EXERCISE: Please write out exactly the lines that begin at the line containing "Scan for baby's ear." and run to the end of the records.

[Region labeling records]
§ §

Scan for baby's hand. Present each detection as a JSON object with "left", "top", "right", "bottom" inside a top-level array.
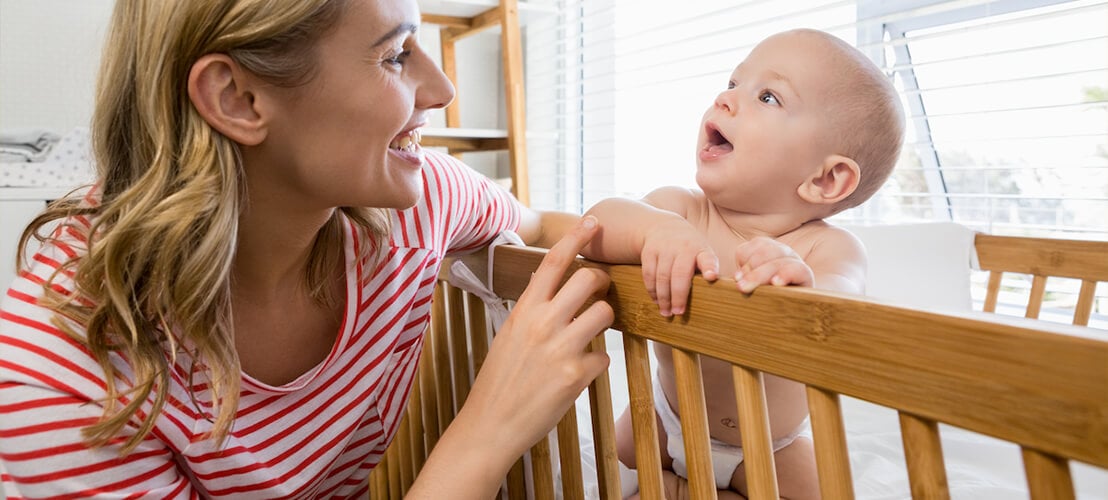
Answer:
[
  {"left": 642, "top": 221, "right": 719, "bottom": 317},
  {"left": 735, "top": 236, "right": 815, "bottom": 294}
]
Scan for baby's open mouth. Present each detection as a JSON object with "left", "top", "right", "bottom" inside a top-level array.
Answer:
[
  {"left": 389, "top": 129, "right": 422, "bottom": 153},
  {"left": 704, "top": 123, "right": 735, "bottom": 154}
]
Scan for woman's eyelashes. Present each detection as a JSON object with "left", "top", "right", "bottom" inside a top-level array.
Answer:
[{"left": 382, "top": 50, "right": 412, "bottom": 67}]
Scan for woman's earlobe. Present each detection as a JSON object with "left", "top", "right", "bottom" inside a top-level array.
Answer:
[
  {"left": 188, "top": 53, "right": 266, "bottom": 145},
  {"left": 797, "top": 154, "right": 862, "bottom": 205}
]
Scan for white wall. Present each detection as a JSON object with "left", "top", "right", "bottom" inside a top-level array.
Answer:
[{"left": 0, "top": 0, "right": 112, "bottom": 133}]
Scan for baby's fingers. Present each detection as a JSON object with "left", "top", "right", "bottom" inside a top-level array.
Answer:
[{"left": 736, "top": 258, "right": 812, "bottom": 294}]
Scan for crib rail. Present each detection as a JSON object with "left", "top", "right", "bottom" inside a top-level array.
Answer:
[
  {"left": 974, "top": 234, "right": 1108, "bottom": 325},
  {"left": 371, "top": 243, "right": 1108, "bottom": 499}
]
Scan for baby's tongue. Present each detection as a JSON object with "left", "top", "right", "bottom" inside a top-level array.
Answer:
[{"left": 708, "top": 142, "right": 735, "bottom": 154}]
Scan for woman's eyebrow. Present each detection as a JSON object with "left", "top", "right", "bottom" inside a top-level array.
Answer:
[{"left": 373, "top": 22, "right": 419, "bottom": 47}]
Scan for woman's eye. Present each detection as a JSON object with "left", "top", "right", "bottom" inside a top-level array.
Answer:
[{"left": 384, "top": 50, "right": 412, "bottom": 65}]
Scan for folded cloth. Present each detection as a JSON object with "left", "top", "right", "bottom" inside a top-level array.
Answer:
[
  {"left": 448, "top": 231, "right": 525, "bottom": 329},
  {"left": 0, "top": 129, "right": 61, "bottom": 155},
  {"left": 47, "top": 126, "right": 92, "bottom": 164}
]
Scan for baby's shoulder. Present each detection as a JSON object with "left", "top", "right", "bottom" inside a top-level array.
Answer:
[
  {"left": 643, "top": 186, "right": 707, "bottom": 218},
  {"left": 782, "top": 220, "right": 864, "bottom": 256}
]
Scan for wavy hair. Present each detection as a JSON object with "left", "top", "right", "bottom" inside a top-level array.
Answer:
[{"left": 20, "top": 0, "right": 389, "bottom": 453}]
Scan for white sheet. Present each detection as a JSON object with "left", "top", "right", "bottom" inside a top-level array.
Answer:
[{"left": 567, "top": 331, "right": 1108, "bottom": 500}]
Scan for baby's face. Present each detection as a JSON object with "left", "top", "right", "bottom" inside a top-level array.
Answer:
[{"left": 697, "top": 29, "right": 840, "bottom": 213}]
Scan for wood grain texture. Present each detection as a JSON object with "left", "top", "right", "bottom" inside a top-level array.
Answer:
[
  {"left": 588, "top": 335, "right": 620, "bottom": 500},
  {"left": 974, "top": 234, "right": 1108, "bottom": 282},
  {"left": 900, "top": 412, "right": 951, "bottom": 500},
  {"left": 624, "top": 331, "right": 665, "bottom": 500},
  {"left": 493, "top": 246, "right": 1108, "bottom": 467},
  {"left": 807, "top": 386, "right": 854, "bottom": 500},
  {"left": 731, "top": 366, "right": 779, "bottom": 500}
]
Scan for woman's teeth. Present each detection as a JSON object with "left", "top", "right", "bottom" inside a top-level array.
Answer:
[{"left": 389, "top": 129, "right": 422, "bottom": 153}]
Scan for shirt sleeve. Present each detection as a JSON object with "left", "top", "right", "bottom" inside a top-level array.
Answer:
[
  {"left": 427, "top": 152, "right": 520, "bottom": 254},
  {"left": 0, "top": 245, "right": 198, "bottom": 499}
]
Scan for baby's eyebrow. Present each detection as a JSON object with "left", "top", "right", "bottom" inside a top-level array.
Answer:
[{"left": 766, "top": 70, "right": 797, "bottom": 93}]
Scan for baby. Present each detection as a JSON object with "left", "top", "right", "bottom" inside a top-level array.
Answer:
[{"left": 582, "top": 30, "right": 904, "bottom": 499}]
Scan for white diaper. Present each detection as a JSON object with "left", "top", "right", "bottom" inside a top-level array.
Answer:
[{"left": 654, "top": 379, "right": 808, "bottom": 489}]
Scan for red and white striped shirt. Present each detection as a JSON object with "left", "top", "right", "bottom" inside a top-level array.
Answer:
[{"left": 0, "top": 153, "right": 520, "bottom": 498}]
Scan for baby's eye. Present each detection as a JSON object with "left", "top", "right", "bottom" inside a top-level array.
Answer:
[{"left": 758, "top": 90, "right": 781, "bottom": 106}]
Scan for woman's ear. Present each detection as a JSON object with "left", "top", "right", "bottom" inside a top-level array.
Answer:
[
  {"left": 797, "top": 154, "right": 862, "bottom": 205},
  {"left": 188, "top": 53, "right": 266, "bottom": 145}
]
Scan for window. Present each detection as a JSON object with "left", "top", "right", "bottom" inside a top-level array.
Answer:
[{"left": 525, "top": 0, "right": 1108, "bottom": 325}]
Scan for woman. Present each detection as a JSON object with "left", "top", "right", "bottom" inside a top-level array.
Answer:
[{"left": 0, "top": 0, "right": 612, "bottom": 498}]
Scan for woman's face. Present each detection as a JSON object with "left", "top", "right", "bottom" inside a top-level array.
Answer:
[{"left": 246, "top": 0, "right": 454, "bottom": 210}]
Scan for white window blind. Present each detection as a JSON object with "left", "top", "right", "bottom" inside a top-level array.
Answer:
[{"left": 524, "top": 0, "right": 1108, "bottom": 325}]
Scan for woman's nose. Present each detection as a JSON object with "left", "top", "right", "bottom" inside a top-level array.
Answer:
[{"left": 416, "top": 50, "right": 454, "bottom": 109}]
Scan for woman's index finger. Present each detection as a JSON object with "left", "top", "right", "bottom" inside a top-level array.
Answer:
[{"left": 520, "top": 215, "right": 596, "bottom": 302}]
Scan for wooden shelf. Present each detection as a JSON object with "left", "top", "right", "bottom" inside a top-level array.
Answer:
[
  {"left": 420, "top": 127, "right": 507, "bottom": 153},
  {"left": 419, "top": 0, "right": 541, "bottom": 205}
]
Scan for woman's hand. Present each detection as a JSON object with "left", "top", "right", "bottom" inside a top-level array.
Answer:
[{"left": 410, "top": 217, "right": 614, "bottom": 498}]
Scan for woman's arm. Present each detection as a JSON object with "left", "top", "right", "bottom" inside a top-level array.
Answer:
[{"left": 409, "top": 217, "right": 614, "bottom": 499}]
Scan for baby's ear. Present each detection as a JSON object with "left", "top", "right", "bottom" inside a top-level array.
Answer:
[
  {"left": 797, "top": 154, "right": 862, "bottom": 205},
  {"left": 188, "top": 53, "right": 266, "bottom": 145}
]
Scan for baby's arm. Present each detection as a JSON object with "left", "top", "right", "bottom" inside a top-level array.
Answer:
[
  {"left": 735, "top": 226, "right": 865, "bottom": 294},
  {"left": 582, "top": 187, "right": 719, "bottom": 316}
]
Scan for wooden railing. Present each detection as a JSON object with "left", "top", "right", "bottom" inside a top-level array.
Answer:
[{"left": 371, "top": 237, "right": 1108, "bottom": 499}]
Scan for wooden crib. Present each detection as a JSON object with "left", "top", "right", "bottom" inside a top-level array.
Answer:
[{"left": 370, "top": 234, "right": 1108, "bottom": 499}]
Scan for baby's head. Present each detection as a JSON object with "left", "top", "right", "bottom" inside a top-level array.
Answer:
[{"left": 697, "top": 30, "right": 904, "bottom": 217}]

§ §

ANSWER TO THIS EXERCISE:
Scan for baby's ear. Present each detection as a JSON object with "left", "top", "right", "bottom" inside a top-level array.
Answer:
[
  {"left": 797, "top": 154, "right": 862, "bottom": 205},
  {"left": 188, "top": 53, "right": 266, "bottom": 145}
]
Scan for baby's arm. Present each detection as a JSON object with "left", "top", "right", "bottom" inside a top-level array.
Answer:
[
  {"left": 735, "top": 226, "right": 865, "bottom": 294},
  {"left": 582, "top": 187, "right": 719, "bottom": 316}
]
Scan for wooden railing. Present each detection as a JSON object with "left", "top", "right", "bottom" inside a top-level array.
Answer:
[{"left": 371, "top": 237, "right": 1108, "bottom": 499}]
Scan for wooden crib. Present each detection as a JSON object with "left", "top", "right", "bottom" inside a top-level array.
Answer:
[{"left": 370, "top": 234, "right": 1108, "bottom": 499}]
Scan for baby's head. Present each detection as a JSON object with "left", "top", "right", "bottom" inside a top-level array.
Answer:
[{"left": 697, "top": 30, "right": 904, "bottom": 217}]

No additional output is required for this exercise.